It smelled like home in Melanie’s brother’s bathroom; a strange wonderful smell that I never knew I’d been looking for; a few dozen bars of cheap super-market soap wreaking their sweet too perfumy scent pushed out from them by months in the damp underbelly of the sink, the musty mildew of linoleum cleaned but never in the cracks and the gentle waft of creme hair conditioner from weeks of steamy showers.

Home, I whispered, sniffing the air, finding many reasons to come back into the cluttered blue bathroom just to sniff again.

This was a shiva. Mel’s mom had died over the weekend and the family, neighbors and school buddies of Mel’s tough-guy-brother were there to pay their respects and to feast on the seemingly endless supply of corned beef, pastrami, bagels, tuna fish, potato salad, cole-slaw, pickles and rye bread spread out over the plastic clothed dinette table. Half of the kitchen floor was crowded with bottles of cream soda, seltzer and Diet Coke. “Get yer soda from the floor, the ice is in the fridge,” explained Mel’s friend the kitchen hostess for the evening.

Home; surely I was there; watching Mel’s dad babbling about nothing, not sure he was dreaming that his wife was dead or that he was too and Mel asking all to eat because there is so much, too much and the cousins who showed up late to eat quickly and leave before anyone noticed they didn’t bring anything.

The girlfriend of the youngest brother read her list of prices at Lord and Taylor with the 15% discount chart lovingly prepared by Mel’s mom and all chime in to offer their tales of Tilly the marathon shopper and champion deal-maker and I am home, home, home, so dizzy in my fall, so unsure of who I am and where I am and I am back in 1992 in an instant and my mother’s shiva, slicing bagels for the sisterhood, asking all to eat, eat, eat because there is so much and nobody cries, nobody ever cries until I do 8 years later at Mel’s place when I read the story of how Tilly showed her daughter the proper way to test a bra.

I go back into the bathroom to smell the musty-Ivory soap-conditioner-mildew-love again and stare at my face in the medicine cabinet and look for her to come out of my eyes, as she does, whenever I’m quite sure she’s gone for good and then she’s there smiling in my pupils saying,”No more tears my shana madelah, eat something, there’s so much, too much. Eat something and make your mother happy.”

* _Directions_
A. Reproduce a passage from the shiva piece above, beginning at the words "Home, I whispered, sniffing" and stopping after the words "for the evening.".
B. In the shiva piece, where were the bottles of cream soda, seltzer and Diet Coke?

* _Available data_

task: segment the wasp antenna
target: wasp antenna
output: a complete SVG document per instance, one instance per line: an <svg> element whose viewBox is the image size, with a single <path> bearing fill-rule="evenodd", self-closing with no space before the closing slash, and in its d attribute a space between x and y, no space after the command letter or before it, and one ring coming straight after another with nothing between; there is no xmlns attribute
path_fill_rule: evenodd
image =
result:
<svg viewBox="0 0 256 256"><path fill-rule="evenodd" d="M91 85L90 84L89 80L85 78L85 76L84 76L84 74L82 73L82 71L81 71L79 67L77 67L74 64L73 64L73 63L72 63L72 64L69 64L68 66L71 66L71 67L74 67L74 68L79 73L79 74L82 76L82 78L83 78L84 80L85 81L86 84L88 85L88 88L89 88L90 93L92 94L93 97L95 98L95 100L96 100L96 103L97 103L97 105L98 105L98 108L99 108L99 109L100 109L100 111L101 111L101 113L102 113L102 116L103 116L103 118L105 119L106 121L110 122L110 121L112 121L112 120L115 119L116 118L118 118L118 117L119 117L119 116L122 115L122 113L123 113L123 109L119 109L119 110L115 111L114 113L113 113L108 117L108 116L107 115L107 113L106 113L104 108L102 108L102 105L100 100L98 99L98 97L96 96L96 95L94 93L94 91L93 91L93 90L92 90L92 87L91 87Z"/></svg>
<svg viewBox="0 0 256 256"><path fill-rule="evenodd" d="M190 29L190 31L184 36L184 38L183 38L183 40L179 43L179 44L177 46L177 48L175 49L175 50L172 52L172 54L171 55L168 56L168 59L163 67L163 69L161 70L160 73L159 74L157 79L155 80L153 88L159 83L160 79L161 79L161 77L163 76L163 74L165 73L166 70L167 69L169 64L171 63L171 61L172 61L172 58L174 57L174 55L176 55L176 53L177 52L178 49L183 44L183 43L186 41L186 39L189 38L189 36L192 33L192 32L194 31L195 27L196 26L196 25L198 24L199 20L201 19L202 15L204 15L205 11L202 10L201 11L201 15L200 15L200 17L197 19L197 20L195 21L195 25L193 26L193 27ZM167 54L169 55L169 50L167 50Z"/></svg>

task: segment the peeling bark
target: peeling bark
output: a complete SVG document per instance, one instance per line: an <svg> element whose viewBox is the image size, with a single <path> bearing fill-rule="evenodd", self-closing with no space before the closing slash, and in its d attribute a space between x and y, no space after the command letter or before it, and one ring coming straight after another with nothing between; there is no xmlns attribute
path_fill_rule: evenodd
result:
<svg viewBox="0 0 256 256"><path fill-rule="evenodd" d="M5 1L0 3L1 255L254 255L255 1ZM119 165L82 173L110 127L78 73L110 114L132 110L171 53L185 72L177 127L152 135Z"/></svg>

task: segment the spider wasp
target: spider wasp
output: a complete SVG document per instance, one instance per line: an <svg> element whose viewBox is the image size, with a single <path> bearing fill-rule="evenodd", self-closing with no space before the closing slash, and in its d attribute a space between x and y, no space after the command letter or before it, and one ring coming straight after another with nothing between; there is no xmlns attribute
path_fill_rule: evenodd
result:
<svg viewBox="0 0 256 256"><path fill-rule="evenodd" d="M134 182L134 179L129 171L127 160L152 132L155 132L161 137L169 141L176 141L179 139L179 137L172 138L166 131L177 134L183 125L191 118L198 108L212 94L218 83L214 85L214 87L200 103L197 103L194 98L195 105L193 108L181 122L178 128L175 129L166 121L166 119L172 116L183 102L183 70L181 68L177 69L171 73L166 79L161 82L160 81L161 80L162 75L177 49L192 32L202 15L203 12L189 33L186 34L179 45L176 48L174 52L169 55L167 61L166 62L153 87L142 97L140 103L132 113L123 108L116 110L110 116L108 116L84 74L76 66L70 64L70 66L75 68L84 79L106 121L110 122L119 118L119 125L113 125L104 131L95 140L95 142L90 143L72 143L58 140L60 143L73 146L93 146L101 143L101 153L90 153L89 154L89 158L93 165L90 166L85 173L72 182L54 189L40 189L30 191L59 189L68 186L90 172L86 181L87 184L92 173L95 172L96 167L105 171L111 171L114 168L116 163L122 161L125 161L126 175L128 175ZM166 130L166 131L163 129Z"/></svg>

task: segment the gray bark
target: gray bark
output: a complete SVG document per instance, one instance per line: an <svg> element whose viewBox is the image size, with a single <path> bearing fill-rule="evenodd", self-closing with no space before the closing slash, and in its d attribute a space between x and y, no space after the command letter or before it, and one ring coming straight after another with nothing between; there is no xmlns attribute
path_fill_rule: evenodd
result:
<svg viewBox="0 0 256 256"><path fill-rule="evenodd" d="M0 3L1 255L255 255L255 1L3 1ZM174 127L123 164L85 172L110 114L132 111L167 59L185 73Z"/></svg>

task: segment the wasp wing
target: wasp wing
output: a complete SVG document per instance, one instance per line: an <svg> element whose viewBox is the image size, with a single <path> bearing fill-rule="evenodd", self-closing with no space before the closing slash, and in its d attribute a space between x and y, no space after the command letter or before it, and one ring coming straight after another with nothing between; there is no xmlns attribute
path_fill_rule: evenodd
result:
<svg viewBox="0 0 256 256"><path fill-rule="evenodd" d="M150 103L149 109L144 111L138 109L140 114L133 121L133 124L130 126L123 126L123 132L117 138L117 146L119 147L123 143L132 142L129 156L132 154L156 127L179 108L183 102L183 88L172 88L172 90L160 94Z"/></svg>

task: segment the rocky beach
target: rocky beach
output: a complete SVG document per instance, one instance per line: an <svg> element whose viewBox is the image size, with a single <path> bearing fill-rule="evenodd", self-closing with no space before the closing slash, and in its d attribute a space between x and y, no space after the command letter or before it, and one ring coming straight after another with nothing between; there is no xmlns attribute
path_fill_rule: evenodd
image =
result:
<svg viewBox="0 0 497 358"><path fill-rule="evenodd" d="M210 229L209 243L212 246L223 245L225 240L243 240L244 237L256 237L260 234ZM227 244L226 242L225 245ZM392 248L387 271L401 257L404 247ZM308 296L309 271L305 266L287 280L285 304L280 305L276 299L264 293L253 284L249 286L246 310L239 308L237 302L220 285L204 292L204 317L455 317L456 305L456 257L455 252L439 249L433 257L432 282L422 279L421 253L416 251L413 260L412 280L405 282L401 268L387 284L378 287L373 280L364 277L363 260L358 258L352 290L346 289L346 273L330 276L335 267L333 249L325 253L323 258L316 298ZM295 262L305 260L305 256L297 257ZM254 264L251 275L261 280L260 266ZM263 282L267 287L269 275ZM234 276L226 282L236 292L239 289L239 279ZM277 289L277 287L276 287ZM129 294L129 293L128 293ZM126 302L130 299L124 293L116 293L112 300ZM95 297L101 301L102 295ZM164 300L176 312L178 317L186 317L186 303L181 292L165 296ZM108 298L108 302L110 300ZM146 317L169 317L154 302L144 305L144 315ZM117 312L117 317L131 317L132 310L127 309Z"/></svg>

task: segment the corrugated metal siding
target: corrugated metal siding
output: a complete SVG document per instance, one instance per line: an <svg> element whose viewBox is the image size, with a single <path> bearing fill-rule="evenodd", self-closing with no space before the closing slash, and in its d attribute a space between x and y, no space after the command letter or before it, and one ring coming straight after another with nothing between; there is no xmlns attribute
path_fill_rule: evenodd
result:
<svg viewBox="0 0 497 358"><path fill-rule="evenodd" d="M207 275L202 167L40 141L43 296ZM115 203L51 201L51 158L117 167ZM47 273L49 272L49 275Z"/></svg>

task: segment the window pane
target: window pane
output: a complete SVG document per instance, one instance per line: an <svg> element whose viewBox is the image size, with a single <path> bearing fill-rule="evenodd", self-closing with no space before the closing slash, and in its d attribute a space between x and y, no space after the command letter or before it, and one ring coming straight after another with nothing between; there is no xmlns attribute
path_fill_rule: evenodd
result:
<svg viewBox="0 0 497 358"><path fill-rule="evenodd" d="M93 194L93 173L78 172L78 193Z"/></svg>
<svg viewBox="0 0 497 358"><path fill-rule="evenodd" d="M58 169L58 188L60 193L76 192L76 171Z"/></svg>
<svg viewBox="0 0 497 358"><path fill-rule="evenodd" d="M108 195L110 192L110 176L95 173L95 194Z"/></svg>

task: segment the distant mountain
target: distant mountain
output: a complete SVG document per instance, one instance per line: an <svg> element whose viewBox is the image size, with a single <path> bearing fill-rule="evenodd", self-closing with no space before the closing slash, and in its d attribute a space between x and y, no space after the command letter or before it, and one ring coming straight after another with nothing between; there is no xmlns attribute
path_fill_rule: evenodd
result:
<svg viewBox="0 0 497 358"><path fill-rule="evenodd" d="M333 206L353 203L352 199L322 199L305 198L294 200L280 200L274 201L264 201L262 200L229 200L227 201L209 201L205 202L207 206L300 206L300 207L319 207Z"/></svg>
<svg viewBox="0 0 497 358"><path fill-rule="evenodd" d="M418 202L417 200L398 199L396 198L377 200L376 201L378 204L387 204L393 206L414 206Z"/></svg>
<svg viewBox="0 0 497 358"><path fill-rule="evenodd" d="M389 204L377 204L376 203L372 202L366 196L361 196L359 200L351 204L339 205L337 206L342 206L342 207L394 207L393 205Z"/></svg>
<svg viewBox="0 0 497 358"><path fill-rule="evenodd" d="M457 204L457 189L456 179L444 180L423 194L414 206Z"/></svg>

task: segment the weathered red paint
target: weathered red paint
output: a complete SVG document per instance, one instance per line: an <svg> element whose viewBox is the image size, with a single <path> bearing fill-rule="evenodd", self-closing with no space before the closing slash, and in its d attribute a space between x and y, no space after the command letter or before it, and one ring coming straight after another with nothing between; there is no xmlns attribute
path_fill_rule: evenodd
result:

* _Results by task_
A.
Home, I whispered, sniffing the air, finding many reasons to come back into the cluttered blue bathroom just to sniff again.

This was a shiva. Mel’s mom had died over the weekend and the family, neighbors and school buddies of Mel’s tough-guy-brother were there to pay their respects and to feast on the seemingly endless supply of corned beef, pastrami, bagels, tuna fish, potato salad, cole-slaw, pickles and rye bread spread out over the plastic clothed dinette table. Half of the kitchen floor was crowded with bottles of cream soda, seltzer and Diet Coke. “Get yer soda from the floor, the ice is in the fridge,” explained Mel’s friend the kitchen hostess for the evening.

B. They crowded half of the kitchen floor.